> [EXCERPT]

# MotorTrend follow-up article on interior



## MelindaV

along with an additional interior video talking with Franz where he gives more details on the interior including how the air vent works 
http://www.motortrend.com/news/video-exclusive-a-closer-look-at-the-tesla-model-3s-interior/


----------



## SoFlaModel3

MelindaV said:


> along with an additional interior video talking with Franz where he gives more details on the interior including how the air vent works
> http://www.motortrend.com/news/video-exclusive-a-closer-look-at-the-tesla-model-3s-interior/
> 
> View attachment 2971


I went with "Winner", but I also wanted to simultaneously select "Love It", "Like" and "Informative"


----------



## Michael Russo

SoFlaModel3 said:


> I went with "Winner", but I also wanted to simultaneously select "Love It", "Like" and "Informative"


I'll help you there, SFM3!!


----------



## roguenode

I hope to see Tesla add split-screen to the right 2/3 of the display so you can setup dual-functions to show at once like in the S & X. I like going between having map/nav in combo with either rear camera view as an alternative to the rear view mirror or the full sound controls.


----------



## SoFlaModel3

roguenode said:


> I hope to see Tesla add split-screen to the right 2/3 of the display so you can setup dual-functions to show at once like in the S & X. I like going between having map/nav in combo with either rear camera view as an alternative to the rear view mirror or the full sound controls.


It essentially does that with the overlays.

You tap music and it opens as a thin minimalist row with all you need for quick actions. Need more, swipe up, the full music player is there.


----------



## roguenode

SoFlaModel3 said:


> It essentially does that with the overlays.
> 
> You tap music and it opens as a thin minimalist row with all you need for quick actions. Need more, swipe up, the full music player is there.


Thanks, I'll hunt around to see if I can find any videos showing the overlay feature. So, with the overlays you could show the rear camera view on the top half and nav/map on the bottom?


----------



## SoFlaModel3

roguenode said:


> Thanks, I'll hunt around to see if I can find any videos showing the overlay feature. So, with the overlays you could show the rear camera view on the top half and nav/map on the bottom?


That I don't know, but you can see the music overlay in the video in the link above from the first post in this thread.

Camera and Nav together isn't necessarily logical IMHO. You're really only using the camera briefly or for backing up and losing nav for those few seconds shouldn't matter.

If you drive with the rear view camera on, it will probably make you sick


----------



## roguenode

SoFlaModel3 said:


> That I don't know, but you can see the music overlay in the video in the link above from the first post in this thread.

> [RECORDED INFORMATION]
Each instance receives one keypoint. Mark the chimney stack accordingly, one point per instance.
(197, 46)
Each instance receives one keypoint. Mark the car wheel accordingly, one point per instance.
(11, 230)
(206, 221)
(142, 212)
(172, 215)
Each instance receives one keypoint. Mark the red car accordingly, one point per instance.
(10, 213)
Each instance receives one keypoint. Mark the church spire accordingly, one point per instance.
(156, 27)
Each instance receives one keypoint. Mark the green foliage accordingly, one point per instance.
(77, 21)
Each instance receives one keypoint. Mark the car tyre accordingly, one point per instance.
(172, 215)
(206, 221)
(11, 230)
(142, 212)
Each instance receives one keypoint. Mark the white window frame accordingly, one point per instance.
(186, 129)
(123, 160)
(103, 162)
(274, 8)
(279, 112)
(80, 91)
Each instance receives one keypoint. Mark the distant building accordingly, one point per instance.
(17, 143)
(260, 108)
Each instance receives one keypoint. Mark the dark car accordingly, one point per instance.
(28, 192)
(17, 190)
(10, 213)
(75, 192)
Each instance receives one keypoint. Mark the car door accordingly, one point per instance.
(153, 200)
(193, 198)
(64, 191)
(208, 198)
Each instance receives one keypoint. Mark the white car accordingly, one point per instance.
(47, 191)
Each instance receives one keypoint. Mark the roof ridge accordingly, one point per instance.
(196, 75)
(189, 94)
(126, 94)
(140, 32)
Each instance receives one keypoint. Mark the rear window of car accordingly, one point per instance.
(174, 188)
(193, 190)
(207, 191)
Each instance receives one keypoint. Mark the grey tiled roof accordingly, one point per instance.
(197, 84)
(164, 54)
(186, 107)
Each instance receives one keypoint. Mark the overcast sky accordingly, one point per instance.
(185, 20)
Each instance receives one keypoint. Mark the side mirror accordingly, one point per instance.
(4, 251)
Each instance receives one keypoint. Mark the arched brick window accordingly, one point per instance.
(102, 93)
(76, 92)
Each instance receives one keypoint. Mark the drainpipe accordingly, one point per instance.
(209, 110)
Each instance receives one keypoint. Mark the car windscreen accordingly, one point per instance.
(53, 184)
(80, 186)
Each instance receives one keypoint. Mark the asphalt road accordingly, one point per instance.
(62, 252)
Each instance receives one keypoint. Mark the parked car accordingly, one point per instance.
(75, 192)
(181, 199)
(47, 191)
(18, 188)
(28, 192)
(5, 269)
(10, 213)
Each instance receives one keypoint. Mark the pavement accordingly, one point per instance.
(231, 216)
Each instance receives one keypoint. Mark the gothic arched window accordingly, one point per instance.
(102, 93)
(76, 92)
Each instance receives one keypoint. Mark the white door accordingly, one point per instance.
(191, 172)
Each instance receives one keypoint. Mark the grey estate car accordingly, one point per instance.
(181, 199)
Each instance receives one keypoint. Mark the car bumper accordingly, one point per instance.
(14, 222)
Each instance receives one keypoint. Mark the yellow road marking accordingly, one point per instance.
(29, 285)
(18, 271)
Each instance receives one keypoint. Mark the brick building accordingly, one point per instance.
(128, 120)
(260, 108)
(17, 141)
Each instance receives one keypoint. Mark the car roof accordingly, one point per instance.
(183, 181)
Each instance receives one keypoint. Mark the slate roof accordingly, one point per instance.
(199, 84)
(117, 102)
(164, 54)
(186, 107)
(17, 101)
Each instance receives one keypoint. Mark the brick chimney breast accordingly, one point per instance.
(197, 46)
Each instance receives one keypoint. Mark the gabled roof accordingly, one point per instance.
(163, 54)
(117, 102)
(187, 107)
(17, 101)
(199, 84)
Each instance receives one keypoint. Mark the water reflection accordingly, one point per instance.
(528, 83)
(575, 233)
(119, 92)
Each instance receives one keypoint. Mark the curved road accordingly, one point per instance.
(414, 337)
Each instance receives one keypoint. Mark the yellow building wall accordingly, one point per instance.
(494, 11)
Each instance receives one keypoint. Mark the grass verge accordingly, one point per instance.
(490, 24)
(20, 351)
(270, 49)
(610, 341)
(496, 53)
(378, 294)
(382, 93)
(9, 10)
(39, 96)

> [AIM 1] Duplicate everything in the Model 3 interior thread from "## Michael Russo" down to "you there, SFM3!!".
> [AIM 2]
Answer these questions using the Model 3 interior thread:
(a) According to the first post, whom does the additional interior video talk with?
(b) Which reaction did SoFlaModel3 go with on the first post?
(c) What does SoFlaModel3 say driving with the rear view camera on will probably do?
> [AIM 3] Resume the Model 3 interior thread from the point where it stops.

> [TASK ANSWER 1]
## Michael Russo

SoFlaModel3 said:


> I went with "Winner", but I also wanted to simultaneously select "Love It", "Like" and "Informative"


I'll help you there, SFM3!!

> [TASK ANSWER 2]
(a) Franz
(b) "Winner"
(c) Make you sick

> [TASK ANSWER 3]
> 
> Camera and Nav together isn't necessarily logical IMHO. You're really only using the camera briefly or for backing up and losing nav for those few seconds shouldn't matter.
> 
> If you drive with the rear view camera on, it will probably make you sick


We sometimes drive with the rear camera view on the top of the display. In heavy traffic it provides a clearer and wider view than the rear view mirror.


----------



## MelindaV

from what I've seen of the UI as it exists so far, the rear camera isn't an overlay, but takes over the right ⅔


----------



## SoFlaModel3

roguenode said:


> We sometimes drive with the rear camera view on the top of the display. In heavy traffic it provides a clearer and wider view than the rear view mirror.


Really?

I tried in my dad's S and it made me dizzy looking it for anything other than a slow speed backup.


----------



## Daliman

I went with winner just to keep things balenced. Looking at this I think they have gone well beyond the current screens in making the 3 user friendly and intuitive. Can't wait to start playing with it.


----------



## roguenode

SoFlaModel3 said:


> Really?
> 
> I tried in my dad's S and it made me dizzy looking it for anything other than a slow speed backup.


It would not be the first time I"m in the minority and it's a fairly insignificant feature. Overall, I"m pleased with what I've seen with the interior so far and think it will be a fairly easy transition to get use to the center screen configuration.


----------



## MelindaV

the thing I found interesting was Franz saying the air direction is pushed by other counter air jets! I would have assumed there were internal mechanized louvers.

ETA and OT: the only wreck I've ever gotten into was explaining this exact lesson in air dynamics to my then high school boyfriend when I was 17 and ended up landing us in a ditch  
The old boat of a car (that in retrospect I think my dad may have bought my mom just as I was learning to drive...) had a large wrap around driver dash bezel and both the driver and passenger center air vents were beyond this projected dash piece. my boyfriend thought it made more sense to point the vent on his side toward me and the one on my side toward him so the driver side air didn't just hit the dash bezel (too bad a Ford engineer hand't thought of that 20 years earlier). in explaining in that configuration, all the air would go straight to the back seat and miss both of us, passenger side tires ended up off the country road's asphalt edge at the same time an oncoming car was way over the center line on the next curve... air flow then seemed the least of our issues  but I was right and I would tell him that to this day.


----------



## Bokonon

SoFlaModel3 said:


> Really?
> 
> I tried in my dad's S and it made me dizzy looking it for anything other than a slow speed backup.


My wife made that exact same comment yesterday, actually.

She needed to make a quick run to Walgreens, and since we're across the country visiting my parents, I insisted that she drive my mom's old S 85 as part of her Model 3 training program... ... I spent most of the drive explaining, among other things, that (a) no, the rear-view camera isn't always on the center display, (b) there will only be one lever on the left side of the steering column, not two, and (c) there will be no bulky cross-member obstructing the view through the rear glass. In summary, it was a poorly-conceived gambit on my part.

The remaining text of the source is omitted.